WHAT YOU HAVE TO DO – Begin at the line that contains "annotation. Detect snowy" and repeat every line from there to the end of the records below, inclusive, without adding any other line.
+++++
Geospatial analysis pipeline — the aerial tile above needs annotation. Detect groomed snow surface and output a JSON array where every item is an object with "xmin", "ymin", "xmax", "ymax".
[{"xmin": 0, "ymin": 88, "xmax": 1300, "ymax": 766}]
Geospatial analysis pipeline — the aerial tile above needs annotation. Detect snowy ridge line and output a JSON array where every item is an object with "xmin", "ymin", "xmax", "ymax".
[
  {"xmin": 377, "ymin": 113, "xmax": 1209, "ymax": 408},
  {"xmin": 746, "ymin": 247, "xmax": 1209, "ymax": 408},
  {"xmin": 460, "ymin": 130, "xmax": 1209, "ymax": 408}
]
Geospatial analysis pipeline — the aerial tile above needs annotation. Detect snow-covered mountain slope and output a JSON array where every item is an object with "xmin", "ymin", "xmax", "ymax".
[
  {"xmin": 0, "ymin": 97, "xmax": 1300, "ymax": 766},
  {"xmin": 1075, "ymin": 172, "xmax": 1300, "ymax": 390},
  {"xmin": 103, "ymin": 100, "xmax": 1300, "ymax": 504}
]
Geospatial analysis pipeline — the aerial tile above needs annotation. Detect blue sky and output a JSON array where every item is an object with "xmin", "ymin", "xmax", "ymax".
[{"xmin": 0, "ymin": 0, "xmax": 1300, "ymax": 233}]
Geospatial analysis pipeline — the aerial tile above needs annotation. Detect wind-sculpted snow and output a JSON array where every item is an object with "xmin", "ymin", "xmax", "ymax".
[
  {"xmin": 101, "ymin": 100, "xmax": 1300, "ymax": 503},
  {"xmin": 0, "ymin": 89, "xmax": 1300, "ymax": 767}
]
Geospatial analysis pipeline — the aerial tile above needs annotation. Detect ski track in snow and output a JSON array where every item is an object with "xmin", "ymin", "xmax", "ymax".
+++++
EXPECTED ANSWER –
Geospatial analysis pipeline — the aerial tile above needs annotation. Detect snowy ridge line and output a JSON array where every item is an object with "xmin", "ymin", "xmax", "ymax".
[
  {"xmin": 377, "ymin": 113, "xmax": 1209, "ymax": 408},
  {"xmin": 746, "ymin": 247, "xmax": 1209, "ymax": 408},
  {"xmin": 460, "ymin": 130, "xmax": 1209, "ymax": 408}
]
Geospatial analysis pipeline — the aerial tile above needs annotation. Detect snow-covered mountain slope and output a JSON array where every item is an object with "xmin", "ymin", "xmax", "ymax".
[
  {"xmin": 0, "ymin": 97, "xmax": 1300, "ymax": 766},
  {"xmin": 1075, "ymin": 172, "xmax": 1300, "ymax": 390},
  {"xmin": 103, "ymin": 100, "xmax": 1300, "ymax": 504}
]
Geospatial analysis pipeline — the aerial tile above needs annotation. Detect blue sky and output a JSON array where every item is an object with "xmin", "ymin", "xmax", "ymax".
[{"xmin": 0, "ymin": 0, "xmax": 1300, "ymax": 233}]
Geospatial analysis pipeline — the aerial tile above needs annotation. Detect wind-sculpted snow and output a JSON array where every item is an object with "xmin", "ymin", "xmax", "ymax".
[
  {"xmin": 101, "ymin": 100, "xmax": 1300, "ymax": 503},
  {"xmin": 0, "ymin": 89, "xmax": 1300, "ymax": 767}
]
Geospatial analysis pipeline — the aerial tile above needs annotation. Detect ski track in snow and output a JSON array where every item is an object with "xmin", "ymin", "xmax", "ymax".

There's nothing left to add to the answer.